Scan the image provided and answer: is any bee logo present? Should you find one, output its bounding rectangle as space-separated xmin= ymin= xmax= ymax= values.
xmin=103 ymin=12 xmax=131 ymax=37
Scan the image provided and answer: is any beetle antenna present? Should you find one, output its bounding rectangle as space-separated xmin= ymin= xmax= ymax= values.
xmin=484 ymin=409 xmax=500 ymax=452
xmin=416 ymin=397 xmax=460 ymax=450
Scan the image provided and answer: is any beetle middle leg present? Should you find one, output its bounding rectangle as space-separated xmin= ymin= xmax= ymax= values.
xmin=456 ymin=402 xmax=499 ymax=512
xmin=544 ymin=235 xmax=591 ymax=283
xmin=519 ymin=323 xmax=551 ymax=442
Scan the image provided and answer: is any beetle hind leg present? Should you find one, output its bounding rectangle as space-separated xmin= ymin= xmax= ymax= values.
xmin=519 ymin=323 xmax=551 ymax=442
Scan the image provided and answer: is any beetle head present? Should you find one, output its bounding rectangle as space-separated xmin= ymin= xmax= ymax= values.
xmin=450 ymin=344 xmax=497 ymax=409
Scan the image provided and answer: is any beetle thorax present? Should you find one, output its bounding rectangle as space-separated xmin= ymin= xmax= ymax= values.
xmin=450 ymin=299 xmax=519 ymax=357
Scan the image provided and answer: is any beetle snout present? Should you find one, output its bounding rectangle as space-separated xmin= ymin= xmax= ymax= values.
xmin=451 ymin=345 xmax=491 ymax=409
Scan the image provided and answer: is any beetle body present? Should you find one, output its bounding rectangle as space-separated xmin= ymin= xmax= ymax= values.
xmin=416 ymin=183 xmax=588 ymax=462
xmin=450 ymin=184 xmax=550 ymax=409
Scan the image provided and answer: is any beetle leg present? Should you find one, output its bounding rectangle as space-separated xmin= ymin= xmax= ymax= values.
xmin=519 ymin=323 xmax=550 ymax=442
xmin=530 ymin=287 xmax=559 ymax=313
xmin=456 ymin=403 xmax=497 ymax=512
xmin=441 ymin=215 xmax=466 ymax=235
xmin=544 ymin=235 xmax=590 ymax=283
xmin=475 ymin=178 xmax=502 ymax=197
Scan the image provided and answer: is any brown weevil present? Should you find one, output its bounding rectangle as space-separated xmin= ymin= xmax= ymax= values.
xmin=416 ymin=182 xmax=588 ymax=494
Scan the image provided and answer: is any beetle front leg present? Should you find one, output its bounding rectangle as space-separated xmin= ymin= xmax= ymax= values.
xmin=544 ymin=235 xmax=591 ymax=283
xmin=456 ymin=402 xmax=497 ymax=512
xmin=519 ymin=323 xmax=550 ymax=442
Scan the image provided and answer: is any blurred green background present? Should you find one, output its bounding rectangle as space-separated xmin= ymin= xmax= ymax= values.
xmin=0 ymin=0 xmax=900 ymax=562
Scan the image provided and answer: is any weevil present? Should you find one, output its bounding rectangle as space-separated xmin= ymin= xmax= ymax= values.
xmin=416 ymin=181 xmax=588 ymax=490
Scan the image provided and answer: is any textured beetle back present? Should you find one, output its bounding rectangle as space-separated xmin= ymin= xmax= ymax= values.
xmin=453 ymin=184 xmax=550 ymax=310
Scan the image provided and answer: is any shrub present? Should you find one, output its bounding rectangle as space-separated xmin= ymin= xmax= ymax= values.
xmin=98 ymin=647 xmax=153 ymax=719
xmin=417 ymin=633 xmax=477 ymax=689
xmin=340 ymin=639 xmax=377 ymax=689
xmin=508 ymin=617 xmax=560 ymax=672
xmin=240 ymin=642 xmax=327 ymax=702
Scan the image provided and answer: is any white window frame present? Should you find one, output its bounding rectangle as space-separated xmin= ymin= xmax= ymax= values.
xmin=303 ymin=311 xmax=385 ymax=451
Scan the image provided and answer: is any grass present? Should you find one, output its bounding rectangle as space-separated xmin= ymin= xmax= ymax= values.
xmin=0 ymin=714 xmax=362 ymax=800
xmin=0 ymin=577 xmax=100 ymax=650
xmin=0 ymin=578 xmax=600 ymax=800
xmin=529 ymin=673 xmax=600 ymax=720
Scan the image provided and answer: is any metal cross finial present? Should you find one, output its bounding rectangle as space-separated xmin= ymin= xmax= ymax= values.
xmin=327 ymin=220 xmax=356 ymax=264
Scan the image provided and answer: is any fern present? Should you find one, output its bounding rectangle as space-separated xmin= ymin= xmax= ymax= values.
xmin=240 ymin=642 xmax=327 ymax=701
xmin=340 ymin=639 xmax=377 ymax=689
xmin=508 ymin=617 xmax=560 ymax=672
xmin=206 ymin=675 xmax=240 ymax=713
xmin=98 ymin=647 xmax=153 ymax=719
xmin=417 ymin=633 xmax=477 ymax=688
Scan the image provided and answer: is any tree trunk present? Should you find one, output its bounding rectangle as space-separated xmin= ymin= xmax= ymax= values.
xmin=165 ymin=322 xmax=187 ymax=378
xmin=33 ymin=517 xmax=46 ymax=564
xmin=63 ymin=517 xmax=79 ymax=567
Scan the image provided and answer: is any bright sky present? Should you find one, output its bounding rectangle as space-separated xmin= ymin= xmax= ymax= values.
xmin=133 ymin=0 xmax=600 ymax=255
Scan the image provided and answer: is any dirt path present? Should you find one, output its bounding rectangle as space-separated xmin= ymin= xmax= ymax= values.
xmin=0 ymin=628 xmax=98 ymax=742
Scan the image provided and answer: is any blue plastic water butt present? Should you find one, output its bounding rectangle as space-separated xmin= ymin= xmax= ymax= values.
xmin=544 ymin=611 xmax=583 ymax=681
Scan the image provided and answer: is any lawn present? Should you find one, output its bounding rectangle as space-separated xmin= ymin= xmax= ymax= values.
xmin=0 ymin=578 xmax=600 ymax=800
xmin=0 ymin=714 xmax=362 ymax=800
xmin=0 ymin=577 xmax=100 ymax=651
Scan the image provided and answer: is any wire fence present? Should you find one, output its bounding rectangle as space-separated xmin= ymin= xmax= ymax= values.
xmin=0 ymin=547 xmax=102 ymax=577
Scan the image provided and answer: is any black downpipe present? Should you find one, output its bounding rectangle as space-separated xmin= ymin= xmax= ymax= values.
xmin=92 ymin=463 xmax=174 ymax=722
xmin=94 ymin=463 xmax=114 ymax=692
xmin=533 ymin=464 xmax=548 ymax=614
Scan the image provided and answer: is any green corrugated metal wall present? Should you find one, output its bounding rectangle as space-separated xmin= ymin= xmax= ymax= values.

#### Task to complete:
Change "bounding rectangle" to "bounding box" throughout the lines between the one containing "Scan the image provided and answer: is any beetle middle" and the one containing "xmin=450 ymin=184 xmax=550 ymax=409", inclusive, and return only those lines with nothing else altered.

#### Written solution:
Scan the image provided and answer: is any beetle middle leg present? Should you find one, output its bounding box as space-separated xmin= ymin= xmax= ymax= values.
xmin=456 ymin=402 xmax=499 ymax=512
xmin=544 ymin=235 xmax=591 ymax=283
xmin=519 ymin=323 xmax=551 ymax=442
Scan the image provided and answer: is any beetle hind leg present? Should you find one, output its bounding box as space-separated xmin= ymin= xmax= ymax= values.
xmin=519 ymin=323 xmax=551 ymax=442
Scan the image provided and answer: is any beetle head present? Should you find one, output its bounding box as space-separated xmin= ymin= xmax= ymax= values.
xmin=450 ymin=344 xmax=497 ymax=409
Scan the image provided and answer: is any beetle thorax present? Should you find one, output its bounding box as space-separated xmin= ymin= xmax= ymax= values.
xmin=450 ymin=299 xmax=519 ymax=357
Scan the image provided and answer: is any beetle snout present? Should you find one, output its bounding box as space-separated xmin= ymin= xmax= ymax= values.
xmin=451 ymin=345 xmax=491 ymax=409
Scan the image provided and answer: is any beetle body present? Should you find one, output its bounding box as space-separated xmin= ymin= xmax= ymax= values.
xmin=416 ymin=183 xmax=588 ymax=462
xmin=450 ymin=184 xmax=550 ymax=409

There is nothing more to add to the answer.